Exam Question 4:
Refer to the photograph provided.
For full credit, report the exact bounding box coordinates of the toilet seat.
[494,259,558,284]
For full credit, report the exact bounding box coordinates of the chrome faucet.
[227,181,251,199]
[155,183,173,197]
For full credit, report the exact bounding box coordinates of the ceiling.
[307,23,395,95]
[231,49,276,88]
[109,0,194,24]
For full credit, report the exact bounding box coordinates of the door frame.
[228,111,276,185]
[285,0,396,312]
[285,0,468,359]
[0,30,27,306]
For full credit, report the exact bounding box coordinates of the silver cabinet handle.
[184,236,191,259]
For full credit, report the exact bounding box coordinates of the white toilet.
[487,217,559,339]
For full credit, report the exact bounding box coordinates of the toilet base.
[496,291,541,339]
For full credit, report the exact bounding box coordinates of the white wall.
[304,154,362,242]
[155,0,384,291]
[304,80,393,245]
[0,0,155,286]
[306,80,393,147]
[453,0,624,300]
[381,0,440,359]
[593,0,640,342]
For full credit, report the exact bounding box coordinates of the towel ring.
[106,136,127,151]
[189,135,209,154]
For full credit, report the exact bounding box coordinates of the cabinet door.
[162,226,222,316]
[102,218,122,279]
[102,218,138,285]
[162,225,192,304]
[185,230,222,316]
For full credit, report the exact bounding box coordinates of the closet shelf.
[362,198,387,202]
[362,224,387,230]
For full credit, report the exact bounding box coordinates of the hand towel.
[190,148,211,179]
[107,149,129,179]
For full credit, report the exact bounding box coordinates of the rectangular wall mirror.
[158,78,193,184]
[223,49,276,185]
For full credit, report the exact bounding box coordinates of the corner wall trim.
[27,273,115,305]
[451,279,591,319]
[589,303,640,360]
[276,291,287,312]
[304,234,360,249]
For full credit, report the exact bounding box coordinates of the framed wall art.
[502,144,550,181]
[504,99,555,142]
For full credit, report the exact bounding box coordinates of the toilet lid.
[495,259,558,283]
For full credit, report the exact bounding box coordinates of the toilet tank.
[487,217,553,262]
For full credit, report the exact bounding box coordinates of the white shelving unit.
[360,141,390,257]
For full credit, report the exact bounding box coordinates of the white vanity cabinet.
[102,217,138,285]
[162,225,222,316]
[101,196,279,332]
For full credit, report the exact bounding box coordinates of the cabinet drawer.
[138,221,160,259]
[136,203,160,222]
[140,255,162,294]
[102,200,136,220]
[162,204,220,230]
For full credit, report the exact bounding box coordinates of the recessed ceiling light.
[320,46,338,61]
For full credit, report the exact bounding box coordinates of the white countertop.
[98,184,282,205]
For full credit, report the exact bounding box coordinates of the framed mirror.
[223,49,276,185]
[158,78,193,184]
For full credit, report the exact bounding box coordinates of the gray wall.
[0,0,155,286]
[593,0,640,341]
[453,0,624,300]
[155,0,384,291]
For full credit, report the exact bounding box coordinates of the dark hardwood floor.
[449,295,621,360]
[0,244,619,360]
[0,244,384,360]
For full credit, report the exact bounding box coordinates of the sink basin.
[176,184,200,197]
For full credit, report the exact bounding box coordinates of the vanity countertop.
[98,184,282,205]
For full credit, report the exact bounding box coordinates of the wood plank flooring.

• • • • •

• What to work on:
Turn the part of the records from the line containing "the framed mirror." through the end of the records into a Markdown table with the columns Row and Line. Give each line its own numbered row and leave out blank lines.

• Expected answer:
| Row | Line |
|---|---|
| 1 | For full credit, report the exact bounding box coordinates of the framed mirror. |
| 2 | [223,49,276,185] |
| 3 | [158,78,193,184] |
| 4 | For full credit, report the exact bounding box coordinates of the gray wall. |
| 5 | [0,0,155,286] |
| 6 | [593,0,640,341] |
| 7 | [453,0,624,300] |
| 8 | [155,0,384,291] |
| 9 | For full credit, report the exact bounding box coordinates of the dark hardwood floor. |
| 10 | [449,295,621,360] |
| 11 | [0,244,619,360] |
| 12 | [0,244,384,360] |
| 13 | For full credit, report the exact bounding box coordinates of the sink basin. |
| 14 | [176,184,200,197] |
| 15 | For full credit, report the exact bounding box coordinates of the vanity countertop. |
| 16 | [98,184,282,205] |
| 17 | For full credit, report the exact bounding box coordinates of the wood plank flooring. |